Set all the material down again unchanged, without the pictures.

+++ Data provided +++

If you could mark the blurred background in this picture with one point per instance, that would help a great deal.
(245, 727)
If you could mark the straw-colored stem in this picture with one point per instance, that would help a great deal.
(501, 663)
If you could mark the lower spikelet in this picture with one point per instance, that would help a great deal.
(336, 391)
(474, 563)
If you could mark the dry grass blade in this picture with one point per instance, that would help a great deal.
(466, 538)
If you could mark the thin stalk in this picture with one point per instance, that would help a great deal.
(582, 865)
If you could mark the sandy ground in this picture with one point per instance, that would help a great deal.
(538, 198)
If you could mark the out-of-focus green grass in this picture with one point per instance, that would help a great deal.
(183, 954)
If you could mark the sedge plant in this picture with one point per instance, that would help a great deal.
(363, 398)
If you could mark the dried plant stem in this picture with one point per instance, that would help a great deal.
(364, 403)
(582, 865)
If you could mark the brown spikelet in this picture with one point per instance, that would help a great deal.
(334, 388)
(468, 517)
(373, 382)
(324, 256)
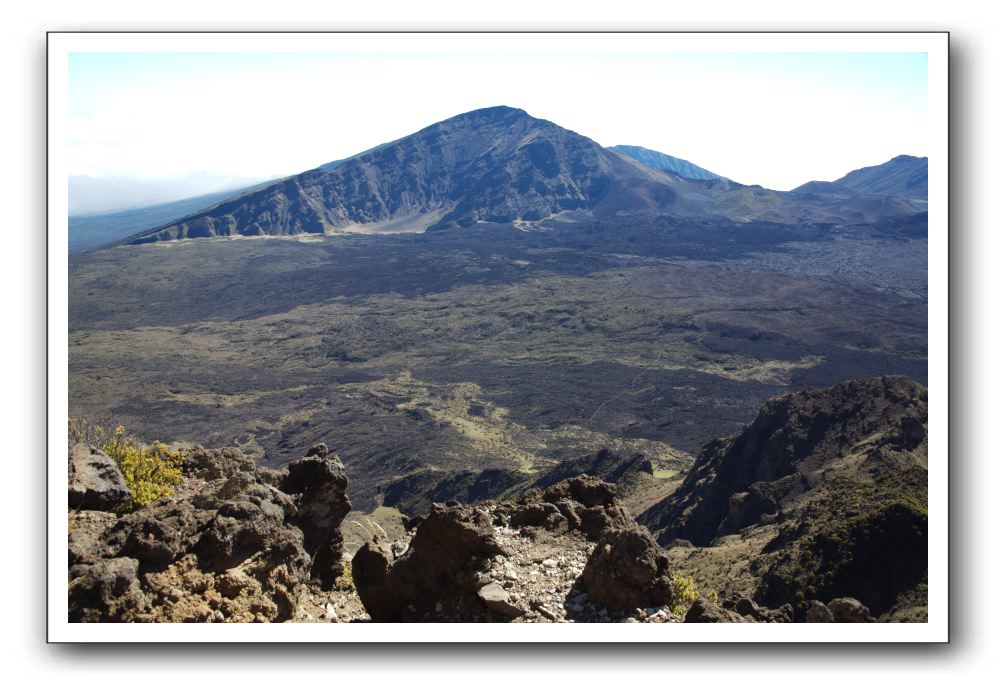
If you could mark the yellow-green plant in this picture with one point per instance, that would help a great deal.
(345, 580)
(150, 472)
(685, 593)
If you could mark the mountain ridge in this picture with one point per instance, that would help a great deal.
(501, 165)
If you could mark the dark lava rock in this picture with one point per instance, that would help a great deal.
(319, 483)
(628, 570)
(818, 613)
(95, 482)
(703, 611)
(441, 567)
(582, 503)
(738, 480)
(106, 590)
(228, 526)
(746, 607)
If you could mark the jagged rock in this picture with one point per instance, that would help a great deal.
(216, 463)
(95, 481)
(627, 570)
(87, 536)
(746, 607)
(158, 534)
(585, 490)
(442, 565)
(543, 515)
(581, 503)
(848, 610)
(497, 599)
(106, 590)
(703, 611)
(818, 613)
(229, 544)
(320, 481)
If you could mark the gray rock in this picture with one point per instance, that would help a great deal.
(819, 613)
(444, 563)
(107, 590)
(849, 610)
(95, 481)
(498, 600)
(703, 611)
(628, 570)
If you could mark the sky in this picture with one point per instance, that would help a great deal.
(152, 127)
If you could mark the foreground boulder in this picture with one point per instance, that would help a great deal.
(628, 570)
(582, 503)
(95, 482)
(236, 543)
(830, 485)
(438, 575)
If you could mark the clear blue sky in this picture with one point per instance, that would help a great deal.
(179, 124)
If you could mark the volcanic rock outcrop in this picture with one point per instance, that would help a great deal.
(461, 562)
(236, 543)
(829, 487)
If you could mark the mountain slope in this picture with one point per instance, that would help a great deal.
(902, 176)
(96, 230)
(662, 162)
(825, 493)
(496, 165)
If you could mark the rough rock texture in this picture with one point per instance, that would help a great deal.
(818, 613)
(95, 482)
(628, 569)
(746, 607)
(229, 546)
(441, 566)
(736, 481)
(848, 610)
(520, 561)
(320, 481)
(703, 611)
(582, 503)
(827, 490)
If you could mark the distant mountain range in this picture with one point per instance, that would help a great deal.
(659, 160)
(500, 165)
(902, 176)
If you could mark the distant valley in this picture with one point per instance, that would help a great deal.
(541, 298)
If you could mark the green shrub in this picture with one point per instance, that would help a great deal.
(685, 593)
(150, 472)
(345, 580)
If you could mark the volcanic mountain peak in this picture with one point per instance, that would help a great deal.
(902, 176)
(501, 165)
(495, 164)
(659, 160)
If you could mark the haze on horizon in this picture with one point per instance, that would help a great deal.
(153, 127)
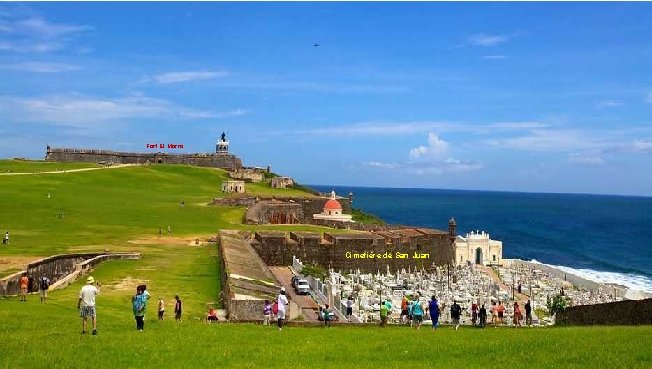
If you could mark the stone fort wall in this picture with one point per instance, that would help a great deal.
(628, 312)
(218, 160)
(366, 251)
(289, 210)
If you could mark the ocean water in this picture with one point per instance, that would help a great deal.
(599, 237)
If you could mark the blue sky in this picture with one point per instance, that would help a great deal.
(540, 97)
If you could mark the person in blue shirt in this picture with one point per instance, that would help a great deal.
(433, 310)
(417, 312)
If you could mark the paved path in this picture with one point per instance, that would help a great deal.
(308, 306)
(61, 171)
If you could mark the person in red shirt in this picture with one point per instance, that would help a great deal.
(501, 313)
(24, 283)
(404, 312)
(517, 315)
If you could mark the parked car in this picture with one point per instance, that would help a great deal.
(302, 287)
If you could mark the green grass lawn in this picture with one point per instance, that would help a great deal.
(110, 209)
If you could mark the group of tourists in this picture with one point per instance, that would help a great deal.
(278, 309)
(413, 312)
(87, 311)
(139, 305)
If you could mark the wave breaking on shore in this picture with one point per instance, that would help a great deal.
(630, 281)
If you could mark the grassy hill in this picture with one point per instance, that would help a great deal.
(122, 209)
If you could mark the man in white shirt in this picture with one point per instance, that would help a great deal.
(282, 302)
(86, 304)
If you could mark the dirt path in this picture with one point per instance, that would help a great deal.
(308, 306)
(66, 170)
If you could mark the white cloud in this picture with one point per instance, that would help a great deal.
(641, 146)
(586, 158)
(33, 34)
(177, 77)
(377, 164)
(436, 149)
(40, 67)
(319, 87)
(425, 168)
(431, 159)
(481, 39)
(407, 128)
(546, 140)
(610, 104)
(85, 111)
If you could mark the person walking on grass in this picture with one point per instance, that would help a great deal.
(138, 305)
(433, 310)
(267, 312)
(86, 304)
(177, 308)
(327, 316)
(282, 303)
(456, 311)
(404, 303)
(518, 315)
(417, 312)
(161, 308)
(483, 316)
(501, 312)
(44, 286)
(24, 284)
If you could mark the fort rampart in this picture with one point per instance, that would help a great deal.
(60, 269)
(627, 312)
(366, 251)
(214, 160)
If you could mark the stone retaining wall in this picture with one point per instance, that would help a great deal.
(221, 160)
(368, 252)
(60, 269)
(628, 312)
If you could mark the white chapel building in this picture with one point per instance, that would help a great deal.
(478, 248)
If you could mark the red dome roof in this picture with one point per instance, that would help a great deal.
(332, 205)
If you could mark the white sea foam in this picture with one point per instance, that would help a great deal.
(631, 281)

+++

Written solution:
If you could mark the blurred background in this picture with one point per instance, that would help a great deal.
(245, 727)
If you could mark the straw-colored stem in this picture with one point per instance, that would help a great deal.
(501, 663)
If you could mark the lower spikelet in this picture with one point per instance, that would help a great deal.
(336, 391)
(474, 563)
If you could mark the dry grass blade in this picture with one point per instance, that would help a great deal.
(466, 538)
If you could mark the thin stalk in this picture with one point per instance, that would help a great deal.
(582, 865)
If you could mark the sandy ground in this picture with one point per instance, that would help a great deal.
(538, 198)
If you could mark the out-of-focus green grass in this picture with one point per instance, that would help a great deal.
(183, 954)
If you could mark the sedge plant in this picture with one point per instance, that would help a great deal.
(363, 398)
If you could mark the dried plant stem in this picture with one point per instance, that would help a great deal.
(364, 403)
(582, 865)
If you could mark the brown spikelet in this picture with one point per instance, that would help a great deal.
(334, 388)
(468, 517)
(373, 382)
(324, 256)
If you could mark the yellow-green plant in this picture with one point per instance, that would help a great deal.
(345, 580)
(150, 472)
(685, 593)
If you could mark the mountain ridge in this picture with one point per instance, that would help a great deal.
(501, 165)
If you could mark the dark lava rock in this picture with one point per instance, that would help a great deal.
(319, 483)
(628, 570)
(818, 613)
(95, 482)
(703, 611)
(441, 567)
(582, 503)
(738, 480)
(106, 590)
(228, 526)
(746, 607)
If you could mark the jagged rock in this picture with one point per instance, that would help a great deal.
(216, 463)
(95, 481)
(627, 570)
(87, 536)
(746, 607)
(158, 534)
(585, 490)
(442, 565)
(543, 515)
(581, 503)
(848, 610)
(497, 599)
(106, 590)
(703, 611)
(818, 613)
(229, 544)
(320, 481)
If you could mark the gray rock in this picture with one point per instance, that would help a great deal.
(819, 613)
(444, 563)
(107, 590)
(849, 610)
(95, 481)
(498, 600)
(703, 611)
(628, 570)
If you could mark the sky in this picture with one point per instance, that would help a great deal.
(152, 127)
If you could mark the foreground boulder in this picture with one point per instance, that would help a great deal.
(628, 570)
(582, 503)
(95, 482)
(236, 543)
(830, 485)
(438, 575)
If you could mark the clear blue sky in this picture with one point per instance, that would help a great deal.
(179, 124)
If you could mark the volcanic rock outcrop in this picture with one point per instance, that would help a great deal.
(461, 562)
(236, 543)
(829, 487)
If you could mark the mountain slope in this picture with one point per instance, that would help a great deal.
(902, 176)
(96, 230)
(662, 162)
(825, 493)
(496, 165)
If you could mark the rough rock texture in this picture with one point per instance, that would help a great deal.
(818, 613)
(95, 482)
(628, 569)
(746, 607)
(229, 546)
(441, 566)
(736, 481)
(848, 610)
(520, 561)
(320, 481)
(703, 611)
(582, 503)
(827, 490)
If you could mark the distant mountain range in this picture with one point per instance, that would help a great deal.
(659, 160)
(500, 165)
(902, 176)
If you could mark the distant valley in this picture with one point per instance, that would help a great deal.
(541, 298)
If you could mark the green shrub in this picture with one point per instance, that would help a great deal.
(685, 593)
(150, 472)
(345, 580)
If you could mark the volcanic mountain peak in this picture with one point per instance, that would help a great deal.
(902, 176)
(501, 165)
(495, 164)
(659, 160)
If you could mark the haze on horizon in this picture with one point per instance, that would help a great deal.
(153, 127)
If you could mark the stone fort wall in this picture with one point per instance, that would help a great deal.
(628, 312)
(218, 160)
(366, 251)
(289, 210)
If you could mark the ocean water in this picture with one point per instance, that would help a great deal.
(599, 237)
If you could mark the blue sky in this picture with one point per instance, that would help a great deal.
(540, 97)
If you could mark the person in blue shirt in this picture with one point per instance, that would help a great deal.
(433, 310)
(417, 312)
If you could mark the paved path in this picture with one point per instance, that would help a great deal.
(308, 306)
(61, 171)
If you could mark the person in red shirt in this picture with one point per instance, that would help a great deal.
(501, 313)
(24, 283)
(404, 312)
(517, 315)
If you could mark the parked car in this picture with one point per instance, that would help a great deal.
(302, 287)
If you could mark the green grass lawn in this picture with one point per instance, that would help a great deal.
(110, 209)
If you could mark the group of tourists in this picture with one point per instance, that would help a great deal.
(278, 309)
(413, 312)
(87, 311)
(139, 305)
If you could mark the wave breaking on shore in this picture with one point per instance, that would help a great deal.
(630, 281)
If you could mark the grassy hill in this picture with one point per instance, that would help a great deal.
(122, 209)
If you could mark the man in white shirt in this picture with one point per instance, that would help a great deal.
(282, 302)
(86, 304)
If you could mark the dirt path in this picture with one point per instance, that would help a great deal.
(308, 306)
(66, 170)
If you could mark the white cloud in this picture with one point per instance, that would help a great deal.
(641, 146)
(586, 158)
(33, 34)
(177, 77)
(377, 164)
(436, 149)
(40, 67)
(319, 87)
(425, 168)
(431, 159)
(481, 39)
(407, 128)
(546, 140)
(610, 104)
(85, 111)
If you could mark the person walking on grass in this picture with one point per instance, that would help a great deal.
(138, 305)
(433, 310)
(267, 312)
(86, 304)
(177, 308)
(327, 316)
(282, 303)
(456, 311)
(404, 303)
(518, 315)
(417, 312)
(161, 308)
(483, 316)
(501, 312)
(44, 286)
(24, 284)
If you could mark the fort rampart in this picture with one point per instance, that would help a great deal.
(60, 269)
(627, 312)
(366, 251)
(214, 160)
If you could mark the stone retaining wall in this picture with one point per instance, that would help a great deal.
(221, 160)
(368, 252)
(60, 269)
(628, 312)
If you could mark the white chapel building in this picture with one point per instance, that would help a great deal.
(478, 248)
If you could mark the red dome roof in this picture with one point per instance, that would help a great deal.
(332, 205)
If you could mark the white sea foam in this picture with one point per instance, that would help a great deal.
(631, 281)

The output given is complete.